2227

Learning cardiac morphology from MR images using a generative adversarial network: a proof of concept study
Davide Piccini1,2,3, Aurélien Maillot1,2, John Heerfordt1,2, Dimitri Van De Ville4,5, Juerg Schwitter6, Matthias Stuber2,7, Jonas Richiardi1,2, and Tobias Kober1,2,3
1Advanced Clinical Imaging Technology, Siemens Healthcare, Lausanne, Switzerland, 2Department of Radiology, Lausanne University Hospital and University of Lausanne, Lausanne, Switzerland, 3LTS5, École Polytechnique Fédérale de Lausanne (EPFL), Lausanne, Switzerland, 4Institute of Bioengineering/Center for Neuroprosthetics, École Polytechnique Fédérale de Lausanne (EPFL), Lausanne, Switzerland, 5Department of Radiology and Medical Informatics, University Hospital of Geneva (HUG), Geneva, Switzerland, 6Division of Cardiology and Cardiac MR Center, University Hospital of Lausanne (CHUV), Lausanne, Switzerland, 7Center for Biomedical Imaging (CIBM), Lausanne, Switzerland

Synopsis

Learning anatomical characteristics from large databases of radiological data could be leveraged to create realistic representations of a specific subject’s anatomy and to provide a personalized clinical assessment by comparison to the acquired data. Here, we extracted 2D patches containing the descending aorta from 297 3D whole-heart MRI acquisitions and trained a Wasserstein generative adversarial network with a gradient penalty term (WGAN-GP). We used the same network to generate realistic versions of the aortic region on masked real images using a loss function that combines a contextual and a perceptual term. Results were qualitatively assessed by an expert reader.

_Tasks and exercises_
1 – According to the abstract, from how many 3D whole-heart MRI acquisitions were the 2D patches extracted?
2 – Based on the abstract, state whether each statement agrees with it, answering yes or no and quoting the deciding words: (a) The extracted 2D patches contained the ascending aorta. (b) The loss function used to generate the aortic region combines a contextual and a perceptual term. (c) The results were assessed quantitatively with automated metrics.
3 – Return the portion of the abstract that begins at the words "Learning anatomical characteristics" and stops after "an expert reader.".
The rows given next are drawn from a separate source.

Stored entries
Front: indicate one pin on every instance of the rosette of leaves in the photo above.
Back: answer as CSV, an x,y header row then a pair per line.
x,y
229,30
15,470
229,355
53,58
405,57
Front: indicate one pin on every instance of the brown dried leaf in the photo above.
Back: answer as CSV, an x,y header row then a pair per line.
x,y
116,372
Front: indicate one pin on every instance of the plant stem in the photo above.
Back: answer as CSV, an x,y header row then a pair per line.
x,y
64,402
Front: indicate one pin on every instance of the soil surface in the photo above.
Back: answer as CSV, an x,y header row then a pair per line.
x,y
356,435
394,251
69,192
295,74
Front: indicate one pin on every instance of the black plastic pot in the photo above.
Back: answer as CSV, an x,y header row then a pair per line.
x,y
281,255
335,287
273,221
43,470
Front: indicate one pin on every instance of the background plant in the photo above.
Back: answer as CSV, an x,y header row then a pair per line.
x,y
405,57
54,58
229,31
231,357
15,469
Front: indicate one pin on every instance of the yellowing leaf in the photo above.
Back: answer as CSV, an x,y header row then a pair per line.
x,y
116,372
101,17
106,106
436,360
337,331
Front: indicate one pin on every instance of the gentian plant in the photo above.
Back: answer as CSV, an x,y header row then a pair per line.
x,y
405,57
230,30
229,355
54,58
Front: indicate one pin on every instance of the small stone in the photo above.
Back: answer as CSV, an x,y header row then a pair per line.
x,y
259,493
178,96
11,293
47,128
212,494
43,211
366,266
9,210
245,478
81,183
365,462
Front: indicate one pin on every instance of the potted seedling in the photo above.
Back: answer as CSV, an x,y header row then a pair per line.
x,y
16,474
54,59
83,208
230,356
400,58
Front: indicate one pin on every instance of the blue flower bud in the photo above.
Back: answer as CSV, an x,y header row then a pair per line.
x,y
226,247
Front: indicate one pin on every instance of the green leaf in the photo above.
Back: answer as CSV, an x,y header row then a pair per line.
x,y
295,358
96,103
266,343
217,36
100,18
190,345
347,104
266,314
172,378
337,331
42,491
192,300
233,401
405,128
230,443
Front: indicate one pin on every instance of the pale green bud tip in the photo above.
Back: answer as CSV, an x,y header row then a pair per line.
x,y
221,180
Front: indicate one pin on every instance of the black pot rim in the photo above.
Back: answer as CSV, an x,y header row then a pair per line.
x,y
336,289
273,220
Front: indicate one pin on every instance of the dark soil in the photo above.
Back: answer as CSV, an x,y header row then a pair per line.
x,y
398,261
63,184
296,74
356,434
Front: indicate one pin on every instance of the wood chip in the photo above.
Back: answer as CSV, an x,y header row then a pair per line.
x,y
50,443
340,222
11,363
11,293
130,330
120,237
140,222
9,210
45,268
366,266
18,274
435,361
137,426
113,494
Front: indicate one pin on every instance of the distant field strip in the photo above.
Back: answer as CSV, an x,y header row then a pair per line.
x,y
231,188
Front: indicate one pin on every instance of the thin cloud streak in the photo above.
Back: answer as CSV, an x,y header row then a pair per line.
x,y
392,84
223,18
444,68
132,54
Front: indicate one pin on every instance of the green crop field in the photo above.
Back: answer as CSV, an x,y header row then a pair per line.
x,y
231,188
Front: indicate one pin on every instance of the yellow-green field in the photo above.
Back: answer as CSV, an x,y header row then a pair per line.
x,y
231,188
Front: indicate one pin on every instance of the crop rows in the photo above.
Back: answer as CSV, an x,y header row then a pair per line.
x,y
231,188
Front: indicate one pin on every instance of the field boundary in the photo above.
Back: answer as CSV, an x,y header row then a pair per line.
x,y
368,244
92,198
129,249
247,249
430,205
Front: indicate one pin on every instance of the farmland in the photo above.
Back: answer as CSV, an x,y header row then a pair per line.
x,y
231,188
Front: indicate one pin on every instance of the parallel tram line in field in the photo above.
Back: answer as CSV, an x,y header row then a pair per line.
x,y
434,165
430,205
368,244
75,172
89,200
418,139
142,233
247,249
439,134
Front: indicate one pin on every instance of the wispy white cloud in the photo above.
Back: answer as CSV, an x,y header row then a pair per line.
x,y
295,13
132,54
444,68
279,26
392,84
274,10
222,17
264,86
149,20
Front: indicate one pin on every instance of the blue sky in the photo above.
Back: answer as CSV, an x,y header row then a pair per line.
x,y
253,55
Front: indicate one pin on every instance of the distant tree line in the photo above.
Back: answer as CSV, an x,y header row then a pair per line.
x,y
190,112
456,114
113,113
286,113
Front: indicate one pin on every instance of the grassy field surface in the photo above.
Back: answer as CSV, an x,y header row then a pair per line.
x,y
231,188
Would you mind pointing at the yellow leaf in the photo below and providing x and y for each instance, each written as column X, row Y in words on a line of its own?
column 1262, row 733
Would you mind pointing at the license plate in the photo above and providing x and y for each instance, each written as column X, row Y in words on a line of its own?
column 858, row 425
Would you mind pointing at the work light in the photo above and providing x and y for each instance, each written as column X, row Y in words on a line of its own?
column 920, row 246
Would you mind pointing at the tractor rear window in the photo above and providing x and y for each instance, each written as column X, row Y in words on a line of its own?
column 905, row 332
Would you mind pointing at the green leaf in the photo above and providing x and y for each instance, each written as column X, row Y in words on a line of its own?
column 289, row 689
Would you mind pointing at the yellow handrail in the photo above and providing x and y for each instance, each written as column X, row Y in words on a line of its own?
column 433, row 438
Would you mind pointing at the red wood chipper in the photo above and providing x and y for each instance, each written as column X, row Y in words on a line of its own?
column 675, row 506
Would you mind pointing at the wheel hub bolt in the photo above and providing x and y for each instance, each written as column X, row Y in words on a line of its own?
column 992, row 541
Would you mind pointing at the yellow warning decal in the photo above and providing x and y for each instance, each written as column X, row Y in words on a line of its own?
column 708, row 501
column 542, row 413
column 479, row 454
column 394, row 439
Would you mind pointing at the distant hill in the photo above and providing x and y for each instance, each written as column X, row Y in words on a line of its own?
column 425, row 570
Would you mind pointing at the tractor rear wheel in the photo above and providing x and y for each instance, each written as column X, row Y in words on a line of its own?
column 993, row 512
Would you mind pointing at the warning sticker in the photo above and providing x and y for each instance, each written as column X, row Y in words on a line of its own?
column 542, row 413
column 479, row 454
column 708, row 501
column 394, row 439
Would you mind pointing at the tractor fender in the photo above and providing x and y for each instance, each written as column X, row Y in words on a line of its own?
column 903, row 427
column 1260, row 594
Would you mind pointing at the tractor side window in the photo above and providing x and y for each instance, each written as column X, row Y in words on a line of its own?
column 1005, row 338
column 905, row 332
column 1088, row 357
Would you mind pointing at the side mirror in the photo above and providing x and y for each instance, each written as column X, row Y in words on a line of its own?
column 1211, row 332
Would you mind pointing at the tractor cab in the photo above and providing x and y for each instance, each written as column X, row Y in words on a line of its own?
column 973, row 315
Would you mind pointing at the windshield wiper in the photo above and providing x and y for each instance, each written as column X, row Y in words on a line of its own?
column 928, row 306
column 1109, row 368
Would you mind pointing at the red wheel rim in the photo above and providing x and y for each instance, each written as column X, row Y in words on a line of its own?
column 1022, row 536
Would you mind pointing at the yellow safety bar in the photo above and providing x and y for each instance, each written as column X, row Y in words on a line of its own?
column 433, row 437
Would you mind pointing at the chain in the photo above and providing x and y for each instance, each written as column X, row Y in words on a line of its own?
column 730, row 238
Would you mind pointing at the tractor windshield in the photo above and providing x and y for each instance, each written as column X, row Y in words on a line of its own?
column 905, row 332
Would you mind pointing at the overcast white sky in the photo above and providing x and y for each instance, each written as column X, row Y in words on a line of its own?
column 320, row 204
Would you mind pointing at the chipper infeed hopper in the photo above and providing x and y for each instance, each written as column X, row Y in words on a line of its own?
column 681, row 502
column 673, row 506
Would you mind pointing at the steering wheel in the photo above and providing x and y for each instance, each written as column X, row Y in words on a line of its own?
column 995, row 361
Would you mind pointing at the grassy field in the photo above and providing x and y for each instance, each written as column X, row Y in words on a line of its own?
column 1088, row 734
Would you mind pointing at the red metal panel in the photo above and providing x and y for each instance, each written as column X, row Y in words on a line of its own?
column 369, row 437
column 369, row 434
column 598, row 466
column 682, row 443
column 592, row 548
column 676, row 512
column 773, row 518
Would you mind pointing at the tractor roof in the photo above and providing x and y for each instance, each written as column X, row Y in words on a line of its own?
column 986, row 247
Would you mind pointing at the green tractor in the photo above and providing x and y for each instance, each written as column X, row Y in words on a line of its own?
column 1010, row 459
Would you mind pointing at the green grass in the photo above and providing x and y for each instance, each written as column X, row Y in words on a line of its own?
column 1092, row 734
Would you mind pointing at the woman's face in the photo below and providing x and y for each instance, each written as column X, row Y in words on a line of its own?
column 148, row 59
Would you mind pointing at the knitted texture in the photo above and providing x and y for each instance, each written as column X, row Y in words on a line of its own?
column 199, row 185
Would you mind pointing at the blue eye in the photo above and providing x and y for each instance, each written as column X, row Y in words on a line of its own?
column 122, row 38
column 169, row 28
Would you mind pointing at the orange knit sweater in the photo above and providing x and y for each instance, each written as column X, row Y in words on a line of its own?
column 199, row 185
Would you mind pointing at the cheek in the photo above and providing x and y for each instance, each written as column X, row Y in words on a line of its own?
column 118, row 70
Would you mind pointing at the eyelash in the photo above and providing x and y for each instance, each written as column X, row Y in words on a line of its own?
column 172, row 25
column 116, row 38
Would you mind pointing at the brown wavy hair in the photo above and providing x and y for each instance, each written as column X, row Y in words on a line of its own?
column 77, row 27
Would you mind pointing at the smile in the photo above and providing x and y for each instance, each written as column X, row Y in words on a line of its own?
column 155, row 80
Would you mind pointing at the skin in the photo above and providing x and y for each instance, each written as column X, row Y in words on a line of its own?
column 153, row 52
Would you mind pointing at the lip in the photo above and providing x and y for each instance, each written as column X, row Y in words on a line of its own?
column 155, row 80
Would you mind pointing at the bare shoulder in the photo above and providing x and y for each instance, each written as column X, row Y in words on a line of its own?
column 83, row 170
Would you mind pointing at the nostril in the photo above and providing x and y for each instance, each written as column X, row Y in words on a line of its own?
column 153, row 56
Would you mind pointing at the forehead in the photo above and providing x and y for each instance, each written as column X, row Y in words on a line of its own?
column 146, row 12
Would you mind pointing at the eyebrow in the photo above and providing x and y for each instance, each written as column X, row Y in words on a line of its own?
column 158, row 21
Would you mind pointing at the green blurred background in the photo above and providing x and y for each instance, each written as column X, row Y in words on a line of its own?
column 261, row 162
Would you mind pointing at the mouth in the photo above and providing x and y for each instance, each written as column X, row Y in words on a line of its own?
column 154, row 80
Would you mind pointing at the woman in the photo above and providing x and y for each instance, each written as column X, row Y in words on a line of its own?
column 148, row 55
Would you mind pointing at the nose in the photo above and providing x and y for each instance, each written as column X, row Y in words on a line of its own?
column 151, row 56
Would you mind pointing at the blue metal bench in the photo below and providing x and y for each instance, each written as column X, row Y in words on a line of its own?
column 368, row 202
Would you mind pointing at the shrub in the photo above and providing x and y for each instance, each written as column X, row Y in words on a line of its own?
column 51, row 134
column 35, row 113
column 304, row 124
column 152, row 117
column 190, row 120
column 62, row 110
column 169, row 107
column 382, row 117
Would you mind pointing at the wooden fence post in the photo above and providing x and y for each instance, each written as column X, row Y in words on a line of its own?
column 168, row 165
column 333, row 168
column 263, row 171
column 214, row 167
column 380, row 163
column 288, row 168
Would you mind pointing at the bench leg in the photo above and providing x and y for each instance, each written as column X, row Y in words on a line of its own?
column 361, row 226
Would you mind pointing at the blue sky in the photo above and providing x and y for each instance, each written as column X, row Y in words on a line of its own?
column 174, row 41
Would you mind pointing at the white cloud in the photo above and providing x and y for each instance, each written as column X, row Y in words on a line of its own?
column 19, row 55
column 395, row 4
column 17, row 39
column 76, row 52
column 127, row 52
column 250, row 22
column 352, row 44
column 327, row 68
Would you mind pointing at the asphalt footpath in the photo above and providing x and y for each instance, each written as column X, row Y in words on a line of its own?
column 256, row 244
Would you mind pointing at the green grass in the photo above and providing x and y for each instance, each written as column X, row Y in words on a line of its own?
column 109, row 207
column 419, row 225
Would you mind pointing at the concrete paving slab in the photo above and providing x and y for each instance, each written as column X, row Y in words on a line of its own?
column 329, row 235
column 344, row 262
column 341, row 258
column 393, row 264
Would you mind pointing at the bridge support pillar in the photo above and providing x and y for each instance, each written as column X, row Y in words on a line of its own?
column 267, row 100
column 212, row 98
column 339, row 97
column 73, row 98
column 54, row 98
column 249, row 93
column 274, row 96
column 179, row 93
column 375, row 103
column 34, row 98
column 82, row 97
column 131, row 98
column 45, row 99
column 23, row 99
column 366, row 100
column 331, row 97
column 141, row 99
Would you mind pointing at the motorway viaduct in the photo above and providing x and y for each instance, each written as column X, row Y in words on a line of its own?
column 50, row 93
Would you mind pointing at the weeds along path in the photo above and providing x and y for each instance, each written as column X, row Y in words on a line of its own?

_Task solutions_
1 – 297

2 –
(a) No: "we extracted 2D patches containing the descending aorta"
(b) Yes: "using a loss function that combines a contextual and a perceptual term"
(c) No: "Results were qualitatively assessed by an expert reader."

3 –
Learning anatomical characteristics from large databases of radiological data could be leveraged to create realistic representations of a specific subject’s anatomy and to provide a personalized clinical assessment by comparison to the acquired data. Here, we extracted 2D patches containing the descending aorta from 297 3D whole-heart MRI acquisitions and trained a Wasserstein generative adversarial network with a gradient penalty term (WGAN-GP). We used the same network to generate realistic versions of the aortic region on masked real images using a loss function that combines a contextual and a perceptual term. Results were qualitatively assessed by an expert reader.